Task brief:
Output the full listing word for word.

══ The input ══

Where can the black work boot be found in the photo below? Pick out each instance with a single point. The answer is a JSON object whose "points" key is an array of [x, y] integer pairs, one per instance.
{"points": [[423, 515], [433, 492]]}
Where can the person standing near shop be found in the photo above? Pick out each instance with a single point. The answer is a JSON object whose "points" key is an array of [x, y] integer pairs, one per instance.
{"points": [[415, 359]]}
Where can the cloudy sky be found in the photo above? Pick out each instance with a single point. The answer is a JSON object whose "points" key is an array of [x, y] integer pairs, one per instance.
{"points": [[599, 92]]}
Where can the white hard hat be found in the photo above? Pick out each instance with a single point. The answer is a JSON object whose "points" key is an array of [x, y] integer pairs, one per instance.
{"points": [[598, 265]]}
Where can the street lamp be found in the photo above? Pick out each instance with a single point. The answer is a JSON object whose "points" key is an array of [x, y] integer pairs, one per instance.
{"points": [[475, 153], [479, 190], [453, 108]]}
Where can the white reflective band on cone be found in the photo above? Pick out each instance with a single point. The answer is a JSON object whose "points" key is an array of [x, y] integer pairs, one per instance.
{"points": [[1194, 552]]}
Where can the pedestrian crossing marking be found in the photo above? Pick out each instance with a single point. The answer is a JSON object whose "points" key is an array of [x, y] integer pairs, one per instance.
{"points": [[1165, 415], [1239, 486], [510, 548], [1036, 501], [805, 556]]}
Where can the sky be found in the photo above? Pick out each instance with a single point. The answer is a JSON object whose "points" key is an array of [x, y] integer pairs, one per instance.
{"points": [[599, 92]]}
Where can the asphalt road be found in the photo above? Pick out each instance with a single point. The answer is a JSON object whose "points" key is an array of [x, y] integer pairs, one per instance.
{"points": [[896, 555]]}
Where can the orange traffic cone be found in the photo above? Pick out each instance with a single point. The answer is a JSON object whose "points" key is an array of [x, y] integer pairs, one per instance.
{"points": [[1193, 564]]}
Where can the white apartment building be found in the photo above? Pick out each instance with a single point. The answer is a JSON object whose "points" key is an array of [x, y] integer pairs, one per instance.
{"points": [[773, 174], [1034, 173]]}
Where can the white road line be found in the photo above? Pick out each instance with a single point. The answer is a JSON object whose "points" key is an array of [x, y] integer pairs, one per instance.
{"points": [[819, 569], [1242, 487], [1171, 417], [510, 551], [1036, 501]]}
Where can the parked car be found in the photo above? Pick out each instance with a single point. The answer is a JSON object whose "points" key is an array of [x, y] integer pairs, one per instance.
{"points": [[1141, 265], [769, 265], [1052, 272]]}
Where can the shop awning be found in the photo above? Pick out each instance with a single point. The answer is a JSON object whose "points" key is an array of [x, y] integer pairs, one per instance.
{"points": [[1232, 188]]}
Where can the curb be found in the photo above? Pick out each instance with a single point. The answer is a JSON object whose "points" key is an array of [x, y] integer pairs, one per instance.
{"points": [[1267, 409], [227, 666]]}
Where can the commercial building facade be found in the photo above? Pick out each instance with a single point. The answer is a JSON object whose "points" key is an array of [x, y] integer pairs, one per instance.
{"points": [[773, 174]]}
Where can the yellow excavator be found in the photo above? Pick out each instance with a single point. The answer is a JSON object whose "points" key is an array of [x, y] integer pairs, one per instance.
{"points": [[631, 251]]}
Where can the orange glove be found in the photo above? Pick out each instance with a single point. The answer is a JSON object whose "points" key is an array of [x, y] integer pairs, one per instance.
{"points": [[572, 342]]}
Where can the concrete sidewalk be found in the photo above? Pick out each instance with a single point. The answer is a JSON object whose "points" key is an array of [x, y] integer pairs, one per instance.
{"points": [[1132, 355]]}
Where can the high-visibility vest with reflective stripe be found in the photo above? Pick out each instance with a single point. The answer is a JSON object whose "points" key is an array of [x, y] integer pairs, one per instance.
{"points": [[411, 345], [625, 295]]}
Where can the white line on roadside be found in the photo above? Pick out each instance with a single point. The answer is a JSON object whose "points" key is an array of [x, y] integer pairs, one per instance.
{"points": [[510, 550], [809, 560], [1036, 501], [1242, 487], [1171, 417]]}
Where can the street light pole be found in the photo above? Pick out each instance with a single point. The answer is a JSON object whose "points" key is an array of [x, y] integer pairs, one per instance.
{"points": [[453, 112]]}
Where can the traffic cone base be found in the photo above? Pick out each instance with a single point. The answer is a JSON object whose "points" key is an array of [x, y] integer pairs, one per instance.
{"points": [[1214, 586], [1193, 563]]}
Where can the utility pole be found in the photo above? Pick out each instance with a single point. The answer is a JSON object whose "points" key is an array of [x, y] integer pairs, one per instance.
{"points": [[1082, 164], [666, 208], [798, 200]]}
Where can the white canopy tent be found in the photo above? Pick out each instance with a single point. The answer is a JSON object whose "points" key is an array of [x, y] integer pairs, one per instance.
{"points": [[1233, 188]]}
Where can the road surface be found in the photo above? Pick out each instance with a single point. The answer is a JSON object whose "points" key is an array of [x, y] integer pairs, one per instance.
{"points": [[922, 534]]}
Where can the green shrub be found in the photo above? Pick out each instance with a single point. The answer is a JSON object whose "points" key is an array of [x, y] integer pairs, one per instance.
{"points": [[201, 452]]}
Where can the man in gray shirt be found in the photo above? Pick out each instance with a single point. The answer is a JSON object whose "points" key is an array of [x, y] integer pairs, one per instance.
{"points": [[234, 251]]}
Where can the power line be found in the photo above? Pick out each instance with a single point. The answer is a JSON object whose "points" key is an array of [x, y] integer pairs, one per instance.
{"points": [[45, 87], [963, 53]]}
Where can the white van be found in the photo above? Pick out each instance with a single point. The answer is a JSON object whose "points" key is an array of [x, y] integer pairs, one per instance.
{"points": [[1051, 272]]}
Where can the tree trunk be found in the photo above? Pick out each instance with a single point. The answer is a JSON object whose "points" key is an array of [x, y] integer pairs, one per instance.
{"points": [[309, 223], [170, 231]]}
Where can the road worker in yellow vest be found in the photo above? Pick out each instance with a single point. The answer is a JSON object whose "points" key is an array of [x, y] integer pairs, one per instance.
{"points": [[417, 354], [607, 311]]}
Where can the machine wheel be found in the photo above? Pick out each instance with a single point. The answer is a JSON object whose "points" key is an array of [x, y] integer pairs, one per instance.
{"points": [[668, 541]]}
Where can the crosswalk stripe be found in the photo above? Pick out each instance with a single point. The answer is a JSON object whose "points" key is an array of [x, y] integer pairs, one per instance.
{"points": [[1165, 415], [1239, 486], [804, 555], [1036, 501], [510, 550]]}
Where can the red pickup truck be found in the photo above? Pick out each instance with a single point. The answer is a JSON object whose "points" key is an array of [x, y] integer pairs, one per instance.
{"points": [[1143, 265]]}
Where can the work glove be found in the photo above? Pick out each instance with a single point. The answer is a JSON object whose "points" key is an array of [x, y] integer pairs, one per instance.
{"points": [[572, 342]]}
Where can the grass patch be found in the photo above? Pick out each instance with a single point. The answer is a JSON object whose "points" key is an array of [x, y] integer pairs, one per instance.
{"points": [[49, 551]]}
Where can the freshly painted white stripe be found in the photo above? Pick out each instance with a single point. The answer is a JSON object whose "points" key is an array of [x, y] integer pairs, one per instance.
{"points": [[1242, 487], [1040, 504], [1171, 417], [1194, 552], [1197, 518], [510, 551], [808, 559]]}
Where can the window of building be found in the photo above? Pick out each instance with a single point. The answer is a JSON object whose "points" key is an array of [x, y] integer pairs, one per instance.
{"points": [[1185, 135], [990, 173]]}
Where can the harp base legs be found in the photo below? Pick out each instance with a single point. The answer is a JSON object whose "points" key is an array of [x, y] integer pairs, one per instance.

═══

Written response:
Where can the black work boot be found in the photo below? Pick out each instance with a single point. The answer is a JSON object whose "points" key is an array of [x, y] integer pairs, one per instance.
{"points": [[423, 515], [433, 492]]}
Where can the person standing near shop be found in the photo above? Pick out each instance with a single point. The answer is a JSON object whose "points" key is an array of [x, y] integer pairs, one per instance.
{"points": [[415, 359]]}
Where can the cloudy sky be found in the photo above? Pick out each instance with a single point. The answer is a JSON object whose "points" key is an array of [x, y] integer pairs, one per instance.
{"points": [[599, 92]]}
Where can the white hard hat be found in the photo above? Pick out each instance with a single point. The answer is a JSON object whose "points" key is an array of [x, y] integer pairs, one per instance.
{"points": [[598, 265]]}
Where can the street lamp be found in the photo above? Pick out each instance with a single point. The answer is a JSON object whose "points" key is an array of [x, y] integer pairs, one per instance.
{"points": [[475, 153], [479, 190], [453, 108]]}
Where can the white reflective band on cone be found in the photo above? Pick out each instance with a single point. The answer is a JSON object whose "points" key is an array of [x, y] integer pairs, one per instance.
{"points": [[1194, 552]]}
Where can the pedestrian crossing marking be found in the photo above? Pick out each instance with a single point. The answer is a JSON object whose "points" key is an array of [x, y] integer pairs, one per instance.
{"points": [[1165, 415], [1239, 486], [510, 548], [1036, 501], [805, 556]]}
Where can the sky be found in the photo above? Pick out each instance with a single point. The answer is a JSON object whose "points" key is an array of [x, y] integer pairs, one per instance.
{"points": [[599, 92]]}
Where can the asphalt road be found in the photo above? Pick out each instance with a single point. The answer is a JSON object whose "points" key is an array of [x, y] integer pairs, one per instance.
{"points": [[896, 555]]}
Where can the orange traffic cone be found in the photo above? Pick out each instance with a single point. The answer is a JSON object whose "points" key is an array of [x, y] integer pairs, one per instance.
{"points": [[1193, 564]]}
Where can the white apartment building be found in the photo above? Pick out each instance with a single point. The answer is a JSON object whose "points" key is an array of [x, y] integer pairs, one per instance.
{"points": [[773, 174], [1034, 173]]}
Where can the white road line be found in the photo above? Pick out each instance with a single point. The answer is a JSON object whose "points" key is an array of [x, y] integer pairs, one per instance.
{"points": [[819, 569], [1242, 487], [1171, 417], [510, 551], [1036, 501]]}
Where can the parked car be found in the photo above? Pick out each instance with a single point. The answer is a JSON object whose "points" key is an array of [x, y] integer pairs, one per instance.
{"points": [[1141, 265], [769, 265], [1052, 272]]}
Where can the shop awning be found in the photo above? Pick out each instance with a single point. The answer is a JSON object whose "points" key is an array of [x, y] integer pairs, one per instance.
{"points": [[1232, 188]]}
Where can the curb be found in the photo above? Pick out each instance with a single point. The answer is a JSON object whose "points" key is an array of [x, y] integer pairs, one per instance.
{"points": [[1267, 409], [227, 666]]}
Where can the commercial building facade be found in the photo above? Pick out each instance with a single point. The answer is a JSON object whose "points" key is an array of [x, y] integer pairs, one per instance.
{"points": [[773, 174]]}
Where can the yellow excavator be found in the photo above? Pick out each instance with a single point. The answer is a JSON object whose "points" key is an array of [x, y] integer pairs, one per instance.
{"points": [[631, 251]]}
Where can the orange glove be found in the photo above? Pick out each instance with a single point. The answer is a JSON object whose "points" key is an array of [x, y] integer pairs, one per instance.
{"points": [[572, 342]]}
Where can the concrete sidewalk be found in the photo above? Pick out each instance with a single point. The answer is a JSON object whose "points" key is an array of [x, y] integer pairs, one per instance.
{"points": [[1132, 355]]}
Where can the high-visibility vest with reflective stripe be found in the photo above? Pick out each instance with a single point. The answer is a JSON object whose "points" key is an array of [x, y] integer pairs, one per instance.
{"points": [[411, 345], [625, 295]]}
Where can the white line on roadside be found in the photo above? Pick out each instance with a single point. The answer is a JSON object whose "points" key is an array of [x, y] integer pairs, one per instance.
{"points": [[510, 550], [809, 560], [1036, 501], [1242, 487], [1171, 417]]}
Where can the street light pole be found in the photo above? Pick out each instance with a single point. The answer is a JSON object whose "points" key is an array of [x, y] integer pairs, one per instance.
{"points": [[453, 112]]}
Where can the traffic cone base be found in the photo above? Pick out each instance with a single point. The answer is a JSON object whose "points" key is an array of [x, y] integer pairs, one per instance.
{"points": [[1214, 586], [1193, 563]]}
Where can the utility pole be found in the photo above? Pick out each instance with a single point. The answer is a JSON object whose "points" key is an array of [x, y] integer pairs, one per instance.
{"points": [[1082, 164], [666, 208], [798, 200]]}
Where can the white canopy tent be found in the photo above? Pick out each instance with a single point. The answer is a JSON object whose "points" key is an array of [x, y] integer pairs, one per instance.
{"points": [[1233, 188]]}
Where can the road surface be found in the photo above? Pick out each instance with a single point. The answer is a JSON object whose "points" key is an array of [x, y] integer pairs, one per instance.
{"points": [[922, 534]]}
Where can the green shrub be found in the photo above? Pick out each instance with a single point. The answer is a JSON object whose "points" key is an array of [x, y] integer pairs, one per instance.
{"points": [[201, 452]]}
Where can the man in gray shirt be found in the photo above? Pick out each instance with a single point. The answer is a JSON object whose "points" key is an array of [x, y] integer pairs, one per instance.
{"points": [[234, 251]]}
Where can the power line be found in the photo above? Pick out each instance with a single point. The answer is a JSON object whose "points" key is an array of [x, y] integer pairs, one per instance.
{"points": [[45, 87], [963, 53]]}
Where can the white van be found in the photo above? Pick out each instance with a single point. The answer is a JSON object whose "points" key is an array of [x, y] integer pairs, one per instance.
{"points": [[1051, 272]]}
Where can the tree trunk be found in the photo above? Pick out each instance with a single point. The answer is a JSON object whose "points" key is an array of [x, y] integer pairs, one per instance.
{"points": [[309, 223], [170, 231]]}
Where can the road worker in yellow vest be found in the photo above? Pick out each instance with a single point. The answer is a JSON object whose "points" key is an array of [x, y] integer pairs, one per instance.
{"points": [[417, 354], [607, 311]]}
Where can the machine wheel be found in the photo above? Pick out each instance with a single point. The answer is a JSON object whose "points" key is an array of [x, y] integer pairs, one per instance.
{"points": [[668, 541]]}
Where can the crosswalk stripe be found in the photo above? Pick out each instance with a single point. The answer is a JSON object whose "points" key is an array of [x, y] integer pairs, one per instance.
{"points": [[1165, 415], [1239, 486], [804, 555], [1036, 501], [510, 550]]}
Where can the red pickup truck be found in the photo above? Pick out each instance with a single point. The answer is a JSON object whose "points" key is an array of [x, y] integer pairs, one per instance.
{"points": [[1143, 265]]}
Where can the work glove be found in the photo above? Pick out each instance with a single point. The answer is a JSON object whose "points" key is an array of [x, y] integer pairs, one per instance.
{"points": [[572, 342]]}
Where can the grass patch be found in the photo above? Pick out each instance with a single point. The answer is a JSON object whose "points" key is an array of [x, y] integer pairs, one per instance.
{"points": [[49, 551]]}
Where can the freshly painted white stripe be found in the photo above? Pick out each instance with a single point. The answer is a JSON object whose "points" key is an array of [x, y] integer pairs, one per instance.
{"points": [[1242, 487], [1040, 504], [1171, 417], [1194, 552], [1197, 518], [510, 551], [808, 559]]}
Where can the window of building be found in the photo above? Pick out each instance with a single point. The answer is a JSON object whose "points" key is an array of [x, y] integer pairs, one per instance.
{"points": [[1185, 135], [990, 173]]}
Where can the harp base legs be found in the photo below? Pick out each instance with a single point. The answer is a JSON object whose "points" key is an array of [x, y] integer pairs, one per instance.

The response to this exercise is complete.